+++ TEXT SEGMENT +++
Post by Admin Wed Apr 30, 2014 8:01 am

As discussed in class:
Princess Merida receives a bow and arrow from her father on her 5th(?) birthday – mother disapproves because it is not ladylike.
Merida sees will o’the wisps when she searches for a lost arrow. Her mother tells her they lead people to their fates. As Merida practises her new skill, the family is attacked by ‘Mordou’, a legendarily large bear. Merida’s father defends them.
Title sequence: Merida talks about her family – her three brothers who are monsters (tricksters) and who get away with anything, and herself who is expected to be a princess. Montage of mother telling Merida everything that is expected of a princess. BUT there is one day when she isn’t expected to be a princess – her birthday.
Montage of Merida riding her horse and climbing a particularly high cliff and drinking from a waterfall. After her return home for dinner, Merida interrupts her father’s story about the bear attack, effectively taking on his role. She tells her mother of her feat. Her father is excited; her mother doesn’t listen.
Same scene – mother forces father to tell Merida that she is expected to choose a husband very soon; to that end, they have invited their allied clans to present suitors.
Merida and her mother have separate conversations about how they feel – Merida to her horse, the mother to her husband. The conversation is cut so it seems like they are talking to each other. It becomes apparent that they want different things: the mother ‘what’s best’ and Merida ‘to be heard’.
The suitors arrive with their clans. Massive displays of masculinity. Merida is told that the first born of every clan may compete for her hand – she realises that she is the first born of her clan. She chooses archery as the deciding competition.
The competition: the boy suitors each take their turn (badly). One manages to hit the centre of the target. Merida announces that she will be competing for her own hand and wins, much to the displeasure of her mother.
+++ RAW RECORDS +++
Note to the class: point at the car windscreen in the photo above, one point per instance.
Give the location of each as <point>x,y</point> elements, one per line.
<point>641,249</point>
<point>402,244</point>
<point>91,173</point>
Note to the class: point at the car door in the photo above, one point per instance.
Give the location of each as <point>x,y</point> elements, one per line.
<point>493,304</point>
+++
## WHAT THIS TASK INVOLVES
Can you quote the plot summary from "Title sequence: Merida" to "mother doesn’t listen." word for word?

## EXERCISE ANSWER
Title sequence: Merida talks about her family – her three brothers who are monsters (tricksters) and who get away with anything, and herself who is expected to be a princess. Montage of mother telling Merida everything that is expected of a princess. BUT there is one day when she isn’t expected to be a princess – her birthday.
Montage of Merida riding her horse and climbing a particularly high cliff and drinking from a waterfall. After her return home for dinner, Merida interrupts her father’s story about the bear attack, effectively taking on his role. She tells her mother of her feat. Her father is excited; her mother doesn’t listen.